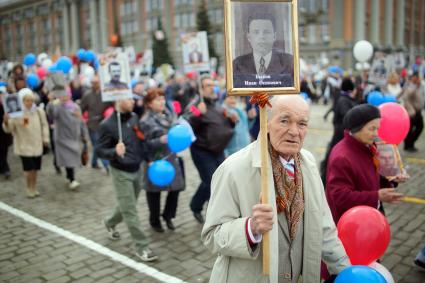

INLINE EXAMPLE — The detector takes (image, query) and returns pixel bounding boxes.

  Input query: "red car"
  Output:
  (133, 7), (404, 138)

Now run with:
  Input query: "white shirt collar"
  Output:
(279, 156), (295, 167)
(254, 51), (272, 73)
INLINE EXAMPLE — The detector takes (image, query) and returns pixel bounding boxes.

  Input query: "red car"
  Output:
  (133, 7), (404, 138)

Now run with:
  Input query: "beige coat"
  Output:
(3, 108), (50, 157)
(201, 141), (350, 283)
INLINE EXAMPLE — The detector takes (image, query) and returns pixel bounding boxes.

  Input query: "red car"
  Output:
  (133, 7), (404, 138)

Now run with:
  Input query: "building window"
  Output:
(320, 0), (328, 12)
(320, 23), (330, 42)
(298, 23), (306, 42)
(308, 25), (317, 44)
(146, 0), (162, 12)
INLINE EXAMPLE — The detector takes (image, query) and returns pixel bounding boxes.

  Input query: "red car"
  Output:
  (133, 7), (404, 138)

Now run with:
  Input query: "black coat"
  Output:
(96, 112), (147, 172)
(189, 99), (235, 155)
(140, 111), (185, 192)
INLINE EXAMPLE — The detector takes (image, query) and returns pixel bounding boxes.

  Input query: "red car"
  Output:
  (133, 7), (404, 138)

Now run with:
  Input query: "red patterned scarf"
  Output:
(269, 142), (304, 241)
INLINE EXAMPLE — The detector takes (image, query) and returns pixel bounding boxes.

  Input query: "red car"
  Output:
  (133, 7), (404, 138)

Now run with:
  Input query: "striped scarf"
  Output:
(269, 142), (304, 241)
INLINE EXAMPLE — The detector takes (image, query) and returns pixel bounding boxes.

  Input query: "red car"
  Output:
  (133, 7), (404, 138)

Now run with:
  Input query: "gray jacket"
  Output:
(201, 141), (350, 283)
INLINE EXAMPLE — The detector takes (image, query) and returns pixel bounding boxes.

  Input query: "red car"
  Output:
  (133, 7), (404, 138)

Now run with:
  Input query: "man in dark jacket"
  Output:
(320, 78), (358, 185)
(97, 99), (158, 261)
(189, 76), (237, 223)
(81, 77), (112, 172)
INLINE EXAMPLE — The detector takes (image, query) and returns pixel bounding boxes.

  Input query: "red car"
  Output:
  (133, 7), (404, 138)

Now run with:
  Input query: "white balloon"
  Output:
(37, 52), (49, 65)
(83, 66), (95, 81)
(356, 62), (363, 71)
(353, 40), (373, 62)
(41, 58), (53, 70)
(369, 261), (394, 283)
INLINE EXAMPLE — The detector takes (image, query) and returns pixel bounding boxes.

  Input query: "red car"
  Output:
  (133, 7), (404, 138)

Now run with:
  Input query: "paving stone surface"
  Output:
(0, 105), (425, 283)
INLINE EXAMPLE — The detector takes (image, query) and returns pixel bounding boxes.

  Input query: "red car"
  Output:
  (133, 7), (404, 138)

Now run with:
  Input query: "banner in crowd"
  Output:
(180, 31), (210, 73)
(2, 94), (23, 118)
(99, 51), (132, 101)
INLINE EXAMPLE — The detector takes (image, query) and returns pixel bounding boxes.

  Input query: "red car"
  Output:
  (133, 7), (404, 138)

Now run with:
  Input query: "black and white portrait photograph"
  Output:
(378, 144), (402, 177)
(180, 31), (210, 72)
(3, 94), (22, 118)
(99, 52), (132, 101)
(226, 1), (298, 95)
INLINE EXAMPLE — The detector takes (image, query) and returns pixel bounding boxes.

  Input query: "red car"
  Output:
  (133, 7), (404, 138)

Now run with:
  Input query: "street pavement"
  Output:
(0, 105), (425, 283)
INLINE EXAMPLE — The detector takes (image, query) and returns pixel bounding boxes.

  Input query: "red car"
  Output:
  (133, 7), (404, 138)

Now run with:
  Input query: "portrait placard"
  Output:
(224, 0), (300, 95)
(378, 143), (403, 178)
(2, 94), (23, 118)
(99, 51), (132, 102)
(180, 31), (210, 73)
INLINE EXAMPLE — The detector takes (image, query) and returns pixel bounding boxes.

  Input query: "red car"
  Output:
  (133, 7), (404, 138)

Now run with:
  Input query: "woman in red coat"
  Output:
(326, 104), (403, 223)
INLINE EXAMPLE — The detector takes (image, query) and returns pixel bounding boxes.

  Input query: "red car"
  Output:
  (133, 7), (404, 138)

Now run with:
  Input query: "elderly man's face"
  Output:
(247, 19), (276, 56)
(379, 150), (394, 170)
(268, 97), (310, 159)
(117, 98), (134, 113)
(109, 65), (121, 81)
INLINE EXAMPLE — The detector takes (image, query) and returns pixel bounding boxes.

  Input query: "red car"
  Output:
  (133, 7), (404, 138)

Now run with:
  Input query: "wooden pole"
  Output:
(260, 105), (270, 275)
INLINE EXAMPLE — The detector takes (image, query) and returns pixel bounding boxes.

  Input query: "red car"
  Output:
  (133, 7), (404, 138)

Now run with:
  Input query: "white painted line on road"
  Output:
(0, 201), (184, 283)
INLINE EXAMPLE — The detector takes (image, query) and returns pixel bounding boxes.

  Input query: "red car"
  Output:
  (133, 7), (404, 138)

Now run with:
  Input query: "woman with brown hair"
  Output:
(3, 88), (50, 198)
(140, 88), (185, 233)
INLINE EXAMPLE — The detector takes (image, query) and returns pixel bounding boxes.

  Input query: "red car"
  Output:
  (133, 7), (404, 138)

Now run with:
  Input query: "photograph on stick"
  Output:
(378, 144), (403, 178)
(2, 94), (23, 118)
(99, 51), (132, 101)
(225, 0), (299, 94)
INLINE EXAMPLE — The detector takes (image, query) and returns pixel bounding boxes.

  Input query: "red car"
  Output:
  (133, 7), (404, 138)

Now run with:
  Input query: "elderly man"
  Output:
(233, 12), (294, 87)
(202, 96), (350, 283)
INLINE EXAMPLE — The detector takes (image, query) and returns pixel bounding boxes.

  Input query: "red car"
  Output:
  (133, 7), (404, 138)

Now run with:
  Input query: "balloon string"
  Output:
(249, 92), (272, 108)
(161, 152), (173, 160)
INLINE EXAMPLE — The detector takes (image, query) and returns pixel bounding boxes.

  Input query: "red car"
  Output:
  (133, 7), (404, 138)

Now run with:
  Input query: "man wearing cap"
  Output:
(326, 104), (403, 223)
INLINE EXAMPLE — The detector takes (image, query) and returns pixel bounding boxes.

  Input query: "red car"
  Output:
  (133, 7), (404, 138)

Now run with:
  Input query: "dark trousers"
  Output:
(89, 130), (109, 168)
(190, 146), (224, 212)
(65, 167), (75, 182)
(404, 111), (424, 148)
(146, 191), (179, 226)
(50, 128), (60, 171)
(0, 141), (10, 173)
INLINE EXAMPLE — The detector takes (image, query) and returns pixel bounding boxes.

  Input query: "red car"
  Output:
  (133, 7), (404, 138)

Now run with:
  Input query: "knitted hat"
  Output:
(344, 104), (381, 133)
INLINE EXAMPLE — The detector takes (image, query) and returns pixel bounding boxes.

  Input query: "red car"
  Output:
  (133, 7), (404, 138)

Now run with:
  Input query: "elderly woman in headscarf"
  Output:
(140, 88), (185, 233)
(47, 86), (88, 190)
(3, 88), (49, 198)
(326, 104), (403, 223)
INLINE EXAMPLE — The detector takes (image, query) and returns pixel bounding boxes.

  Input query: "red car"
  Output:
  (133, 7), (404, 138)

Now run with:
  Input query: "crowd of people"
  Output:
(0, 57), (425, 282)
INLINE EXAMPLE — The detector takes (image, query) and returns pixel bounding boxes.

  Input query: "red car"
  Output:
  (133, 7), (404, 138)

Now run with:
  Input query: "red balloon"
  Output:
(103, 106), (114, 119)
(83, 111), (89, 123)
(378, 102), (410, 144)
(337, 205), (391, 265)
(36, 68), (47, 80)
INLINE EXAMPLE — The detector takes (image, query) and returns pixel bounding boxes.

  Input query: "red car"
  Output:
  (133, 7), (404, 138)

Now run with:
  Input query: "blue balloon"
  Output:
(384, 94), (397, 103)
(168, 125), (192, 153)
(24, 53), (37, 66)
(84, 50), (96, 62)
(76, 48), (86, 60)
(131, 79), (137, 88)
(148, 160), (176, 187)
(56, 56), (72, 74)
(27, 74), (40, 89)
(335, 265), (387, 283)
(300, 92), (310, 100)
(47, 64), (59, 73)
(367, 91), (385, 106)
(93, 58), (100, 71)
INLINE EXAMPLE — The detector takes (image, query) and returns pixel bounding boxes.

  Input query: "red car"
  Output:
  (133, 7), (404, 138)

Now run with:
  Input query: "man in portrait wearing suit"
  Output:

* DIRECTIVE: Rescale the listing above, from its start through the line containing "(254, 51), (272, 73)", and reproduce every line with the requests included but the pictures omitted. Multiply only the bounding-box coordinates in the answers by 2.15 and round them to whole numbers, rounding halves up.

* FINAL ANSWER:
INLINE EXAMPLE — The detector takes (image, query) and returns pixel bounding boxes.

  Input query: "red car"
  Output:
  (133, 7), (404, 138)

Now run with:
  Input query: "white shirt collar"
  Output:
(600, 335), (634, 359)
(546, 110), (585, 157)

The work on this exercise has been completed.